- EXTRACTED INFORMATION
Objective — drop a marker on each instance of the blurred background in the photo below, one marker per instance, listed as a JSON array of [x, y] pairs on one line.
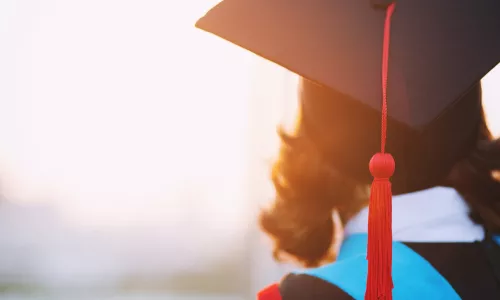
[[134, 152]]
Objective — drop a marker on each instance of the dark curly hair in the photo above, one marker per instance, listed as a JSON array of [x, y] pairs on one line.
[[308, 191]]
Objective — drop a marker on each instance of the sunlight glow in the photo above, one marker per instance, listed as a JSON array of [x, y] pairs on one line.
[[115, 114]]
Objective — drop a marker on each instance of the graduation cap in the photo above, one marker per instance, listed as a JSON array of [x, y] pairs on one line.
[[418, 63]]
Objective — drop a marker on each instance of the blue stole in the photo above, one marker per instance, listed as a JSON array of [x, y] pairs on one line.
[[414, 277]]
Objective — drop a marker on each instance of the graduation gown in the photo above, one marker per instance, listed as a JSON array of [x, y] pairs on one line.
[[438, 253]]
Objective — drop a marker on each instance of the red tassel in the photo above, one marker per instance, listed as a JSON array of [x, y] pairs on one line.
[[379, 283], [271, 292], [379, 254]]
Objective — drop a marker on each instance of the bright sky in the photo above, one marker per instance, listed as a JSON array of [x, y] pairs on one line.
[[109, 108]]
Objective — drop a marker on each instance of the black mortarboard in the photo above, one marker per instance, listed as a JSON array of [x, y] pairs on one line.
[[439, 51]]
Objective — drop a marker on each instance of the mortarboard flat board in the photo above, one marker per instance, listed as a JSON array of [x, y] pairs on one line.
[[439, 50]]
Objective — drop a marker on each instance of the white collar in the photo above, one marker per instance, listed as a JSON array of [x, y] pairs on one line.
[[438, 214]]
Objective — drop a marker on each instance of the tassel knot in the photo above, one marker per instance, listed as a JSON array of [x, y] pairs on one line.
[[382, 166]]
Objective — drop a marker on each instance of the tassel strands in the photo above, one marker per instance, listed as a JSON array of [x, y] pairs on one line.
[[379, 254]]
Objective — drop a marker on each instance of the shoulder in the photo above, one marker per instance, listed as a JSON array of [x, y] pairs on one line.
[[303, 286]]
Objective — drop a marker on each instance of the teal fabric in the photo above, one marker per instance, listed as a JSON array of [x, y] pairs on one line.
[[414, 277]]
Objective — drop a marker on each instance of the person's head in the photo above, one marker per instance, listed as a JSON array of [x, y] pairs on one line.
[[322, 168]]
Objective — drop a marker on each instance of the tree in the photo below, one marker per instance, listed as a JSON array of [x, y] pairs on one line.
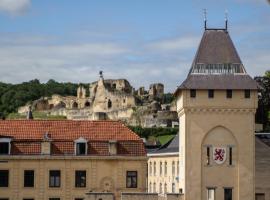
[[263, 111]]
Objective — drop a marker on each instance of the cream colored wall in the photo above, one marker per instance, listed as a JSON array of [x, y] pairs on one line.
[[99, 173], [161, 177], [198, 117]]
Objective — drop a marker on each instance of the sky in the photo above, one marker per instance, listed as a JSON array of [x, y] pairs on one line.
[[143, 41]]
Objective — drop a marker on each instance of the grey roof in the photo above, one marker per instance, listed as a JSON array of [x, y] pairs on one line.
[[265, 138], [219, 82], [216, 51], [170, 147], [216, 46]]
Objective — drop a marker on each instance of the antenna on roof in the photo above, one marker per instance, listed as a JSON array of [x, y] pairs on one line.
[[226, 20], [205, 19]]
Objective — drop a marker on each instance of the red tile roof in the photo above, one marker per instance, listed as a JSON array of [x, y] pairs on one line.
[[27, 136]]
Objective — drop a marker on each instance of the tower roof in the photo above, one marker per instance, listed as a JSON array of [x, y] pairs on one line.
[[216, 47], [217, 65]]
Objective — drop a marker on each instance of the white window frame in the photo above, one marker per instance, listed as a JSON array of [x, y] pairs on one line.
[[80, 141], [7, 140]]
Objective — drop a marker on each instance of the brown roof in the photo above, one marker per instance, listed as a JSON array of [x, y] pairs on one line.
[[27, 136], [216, 47], [219, 82]]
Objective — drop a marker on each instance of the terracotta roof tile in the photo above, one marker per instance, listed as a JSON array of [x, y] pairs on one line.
[[28, 134]]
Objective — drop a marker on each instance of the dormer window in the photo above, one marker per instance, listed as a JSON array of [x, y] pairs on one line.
[[81, 146], [5, 146]]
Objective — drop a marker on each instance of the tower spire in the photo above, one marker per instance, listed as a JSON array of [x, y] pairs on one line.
[[205, 19]]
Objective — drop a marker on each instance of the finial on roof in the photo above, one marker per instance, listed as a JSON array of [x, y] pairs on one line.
[[226, 19], [29, 114], [205, 19]]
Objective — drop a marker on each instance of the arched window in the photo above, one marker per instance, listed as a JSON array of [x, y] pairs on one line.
[[177, 169], [160, 168], [173, 168], [165, 168], [155, 170], [173, 187], [165, 188], [109, 103], [87, 104], [150, 169], [75, 105]]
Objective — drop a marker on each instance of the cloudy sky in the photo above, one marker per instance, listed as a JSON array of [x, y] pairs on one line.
[[144, 41]]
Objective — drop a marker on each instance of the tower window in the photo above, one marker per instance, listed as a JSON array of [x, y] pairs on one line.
[[208, 155], [247, 94], [210, 93], [229, 94], [131, 179], [230, 156], [211, 194], [55, 178], [193, 93], [80, 178], [4, 177], [227, 193]]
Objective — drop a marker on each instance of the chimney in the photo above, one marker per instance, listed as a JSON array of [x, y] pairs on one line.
[[113, 147]]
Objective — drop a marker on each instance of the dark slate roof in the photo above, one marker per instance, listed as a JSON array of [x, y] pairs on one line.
[[216, 47], [265, 138], [219, 82], [170, 147]]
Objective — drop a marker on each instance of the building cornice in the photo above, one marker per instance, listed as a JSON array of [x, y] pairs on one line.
[[68, 157], [217, 110]]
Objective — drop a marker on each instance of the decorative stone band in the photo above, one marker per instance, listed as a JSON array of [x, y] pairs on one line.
[[216, 110]]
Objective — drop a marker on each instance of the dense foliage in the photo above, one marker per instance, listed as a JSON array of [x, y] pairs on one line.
[[263, 112], [13, 96]]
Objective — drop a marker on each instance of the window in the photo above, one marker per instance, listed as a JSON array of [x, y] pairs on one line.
[[227, 193], [177, 169], [193, 93], [208, 155], [173, 187], [150, 169], [55, 178], [81, 146], [247, 94], [160, 168], [80, 178], [260, 196], [210, 93], [155, 170], [211, 194], [5, 146], [229, 94], [165, 168], [230, 155], [131, 179], [29, 178], [4, 177], [173, 168]]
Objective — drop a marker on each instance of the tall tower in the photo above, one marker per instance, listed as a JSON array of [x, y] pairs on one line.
[[216, 105]]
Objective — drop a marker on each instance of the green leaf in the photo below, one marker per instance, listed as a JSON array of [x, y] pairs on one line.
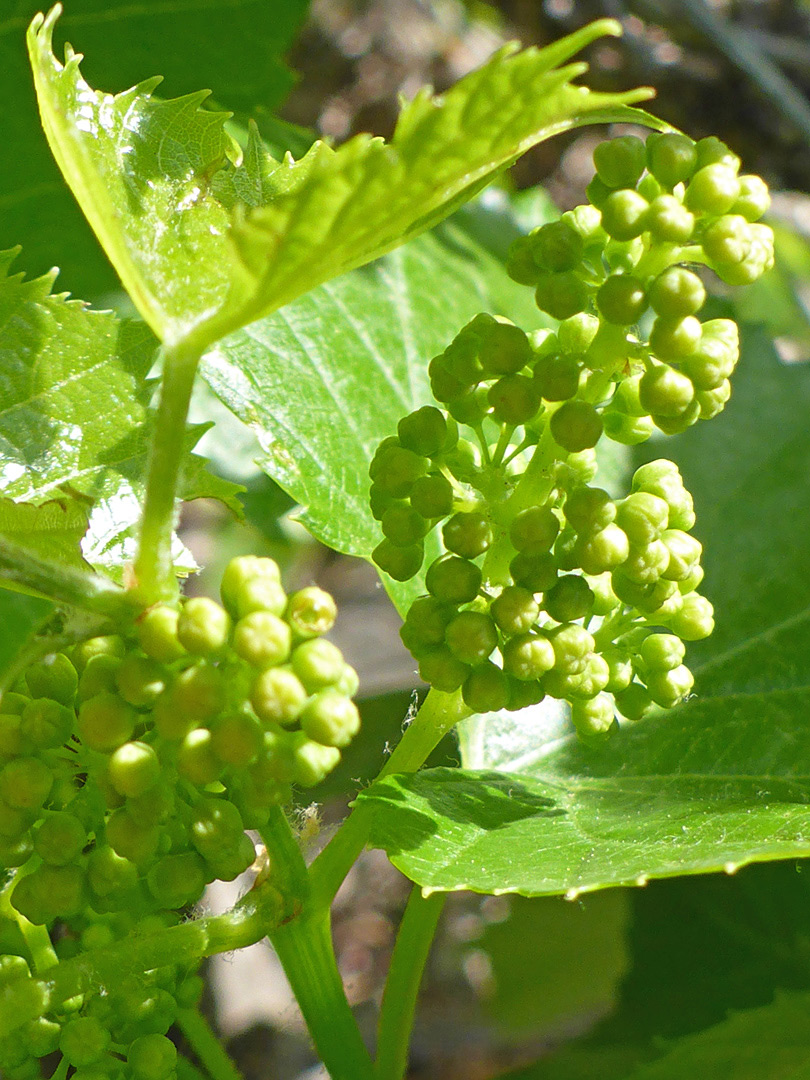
[[552, 960], [206, 240], [75, 423], [238, 43], [767, 1043], [53, 530], [744, 468], [21, 617], [721, 785], [322, 381]]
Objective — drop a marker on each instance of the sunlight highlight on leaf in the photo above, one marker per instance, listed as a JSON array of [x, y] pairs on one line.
[[206, 240]]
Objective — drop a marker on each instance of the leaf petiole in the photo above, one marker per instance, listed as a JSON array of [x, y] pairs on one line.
[[404, 979], [153, 566]]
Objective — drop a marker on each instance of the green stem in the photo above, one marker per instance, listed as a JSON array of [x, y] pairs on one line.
[[103, 968], [404, 977], [39, 944], [535, 486], [153, 566], [307, 955], [304, 945], [440, 714], [63, 583], [206, 1045]]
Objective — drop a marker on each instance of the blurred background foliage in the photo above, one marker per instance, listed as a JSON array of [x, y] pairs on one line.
[[586, 987]]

- TASK REQUIREMENTS
Reproduce every entry word for word, but omit the pictures.

- EXERCISE SOLUTION
Objective — drop a marker on each instance of the blurred background in the photo below, one marker per instance, listed as a JSON array of [x, y] pairs on one line.
[[134, 152]]
Objective — drop a marker on each instance of the dark curly hair in the photo above, one marker per instance, listed as a JSON array of [x, y] pairs on one line.
[[308, 191]]
Objective — drop a marker on each instance of the sunlight glow in the photo above, one marker per instance, listed as a JSON array of [x, y] pairs on one line.
[[115, 114]]
Objective — drop a marker on each instance of the graduation cap in the photo above, one marker per instance, listed as a JSON array of [x, y] pairs on one line.
[[418, 63]]
Objective — drop a marker on each instance of the blue stole in the photo above, one marker per instance, listed as a JSON array of [x, y] pairs on one line.
[[414, 277]]
Objective — drop a marker on each instance of the graduation gown in the photo above, one marker per instance, listed as a JSON array of [x, y] pairs on one line.
[[438, 253]]
Objective — drop a marker on each instance of the red tassel in the photo above, one marker per instance, listed as a JSON array of [x, y] pairs on one line.
[[379, 283], [271, 292], [379, 254]]
Objective — drop a marker on each instance of the bright sky in the photo above, one marker per instance, listed as a JSON array of [x, y] pairs on one line.
[[109, 108]]
Objective — drop a marker on each instance of the black mortarboard in the photo above, one marker per instance, listed as a JSON array of [x, y] pairs on one line.
[[439, 51]]
Objective — drop a marker on each instance of the mortarboard flat board in the photo above, one marker per instance, listed as a JSON array of [x, y] pairs on one line.
[[439, 50]]
Objective — drop a marker on each instance of the white collar in the photo above, one marker per instance, listed as a JSON array of [x, y] pairs on one line.
[[438, 214]]
Objective — drop a marker on each instance of the tassel knot in the photo above, one marker per instance, listed as a JSON array of [x, y] pairs on one line.
[[382, 166]]
Objective — drop a marker on each instance of the tassel strands in the photo above, one marker per instance, listed as a JSON array of [x, y] pairs on one line.
[[379, 254]]
Objective — drop a marker on each instance of the shoulder in the photo above, one marker per instance, listed as a JSON array of [x, y] pairs on one line.
[[303, 286]]
Objective — drop a marker on each instance of the teal fabric in the photo above, one marker per instance, listed as a JSON array of [x, y] pairs on one line.
[[414, 277]]
Objective — drop a marker on each instance of the person's head in the photo above, one marker per instance, listed as a JSON array of [x, y] pairs on one line.
[[322, 168]]
Objective — drop a marker on each instance of the tree in the photo below, one marker per instance, listed as a JSON array of [x, y] pairs on one line.
[[263, 111]]
Objective — drop a marker on each instance of the cream colored wall in the photo above, one marker per instance, listed as a JSON array of [x, y] pairs on one line.
[[99, 173], [161, 177], [198, 117]]
Objective — drop a marker on each instance of the sky in the photo above, one marker per instance, listed as a JSON array of [x, y] pairs on one line.
[[143, 41]]
Objective — drop a marker on each instance of the grey roof in the photo above, one marker per instance, listed as a JSON array of [x, y] pairs on one line.
[[265, 138], [219, 82], [216, 51], [170, 147], [216, 46]]
Objective — drop a marker on each instance of the antenna on roof in the photo above, one marker per instance, listed as a JSON array of [x, y] pairs on one line.
[[226, 20], [205, 19]]
Objective — drop a marker on each instance of the red tile roof in the photo above, one marker per instance, listed as a JSON array of [x, y] pairs on one line.
[[27, 136]]
Objective — drop a marker on each instance of the tower roof in the photo above, one marker per instance, listed as a JSON array of [x, y] pairs on one line.
[[216, 47], [217, 65]]
Objective — drop a marker on each instance of the white window frame in the photo above, one marker per instance, listed as a JSON array of [x, y] pairs on one line.
[[80, 141], [7, 140]]
Objective — drop a marker on each instance of the brown roof in the photo above, one marker per instance, listed as a JSON array of [x, y] pairs on one line.
[[27, 136], [216, 47], [219, 82]]
Objective — drop a marker on each instance of the terracotta roof tile in the photo above, one marker per instance, listed as a JSON array of [x, y] pairs on one line.
[[28, 134]]
Objective — drop a marker on each instance of the dormer window in the photo above, one marker per instance, listed as a JSON array of [x, y] pairs on one line.
[[81, 146], [5, 146]]
Objective — drop a marker on each instance of the tower spire in the photo above, one marker per instance, listed as a JSON array of [x, y] pairs on one line.
[[205, 19]]
Objective — drop a marker on each instance of the finial on roof in the photo above, one marker per instance, listed as a JSON array of [x, y] pairs on one line.
[[226, 19], [29, 114], [205, 19]]
Objective — drop a marker on each instance of the arched window in the photo above, one marker per instance, listed as a JSON array of [x, y] pairs on one line.
[[177, 169], [160, 168], [173, 168], [165, 168], [155, 170], [173, 187], [165, 188], [109, 103], [87, 104], [150, 169], [75, 105]]
Objective — drop a marker on each instance of the cloudy sky in the photo above, one marker per instance, listed as a JSON array of [x, y] pairs on one line.
[[144, 41]]
Objective — drop a marker on each instance of the tower window in the photo above, one marker per instance, listed as a JSON array of [x, y] pairs on one line.
[[208, 155], [247, 94], [210, 93], [229, 94], [131, 179], [230, 156], [211, 194], [55, 178], [193, 93], [80, 178], [4, 177], [227, 193]]
Objective — drop a marker on each instance of the chimney in the photo above, one marker per instance, listed as a JSON array of [x, y] pairs on one line.
[[113, 147]]
Objective — drop a marker on each instance of the dark slate roof in the photo above, one marker per instance, listed as a JSON array of [x, y] pairs on one line.
[[216, 47], [265, 138], [219, 82], [170, 147]]
Objective — drop a marker on each instance of the building cornice in the photo above, one marker per instance, listed as a JSON array of [x, y] pairs on one line.
[[68, 157], [217, 110]]
Objective — drop a marker on each instance of the decorative stone band in the photo above, one marker per instance, listed as a JSON array of [x, y] pairs on one line.
[[216, 110]]
Objective — drop a marker on each instance of the dense foliage in the photo above, one marker per instance, listed as a JSON array of [x, y] pairs on one line.
[[263, 112], [13, 96]]
Objective — drop a marker on each instance of the window in the photo above, one marker per instance, listed as a JSON array of [x, y] pairs on one line.
[[227, 193], [177, 169], [193, 93], [208, 155], [173, 187], [150, 169], [55, 178], [81, 146], [247, 94], [160, 168], [80, 178], [260, 196], [210, 93], [155, 170], [211, 194], [5, 146], [229, 94], [165, 168], [230, 155], [131, 179], [29, 178], [4, 177], [173, 168]]
Objective — drop a marker on each instance of the tall tower in the photo above, one marker per instance, listed as a JSON array of [x, y] pairs on one line.
[[216, 105]]
Objective — drop a marker on each instance of the green leaf in the photo below, one marker per instance, listed as a JSON array of [x, y] pairs on one line.
[[552, 960], [206, 240], [75, 423], [238, 43], [767, 1043], [53, 530], [744, 468], [21, 617], [721, 785], [322, 381]]
Objective — drop a marker on each instance of the sunlight highlight on leaf in the photo above, one marker per instance, listed as a JSON array of [x, y] pairs on one line.
[[206, 240]]
Objective — drop a marker on each instance of the leaf petiole in the photo above, one marker per instance, listed as a JSON array of [x, y] pairs on one line.
[[404, 979], [153, 566]]
Objective — drop a marker on each instance of the green stem in the photo above, one marker per instance, listed as a JSON array of [x, y] pairs on one line.
[[103, 968], [404, 977], [39, 944], [535, 486], [153, 566], [307, 955], [304, 945], [440, 714], [63, 583], [206, 1045]]
Objective — drop a marker on each instance of the blurred background foliage in the photo above, one marker per instance, listed as a JSON array of [x, y] pairs on one line.
[[586, 987]]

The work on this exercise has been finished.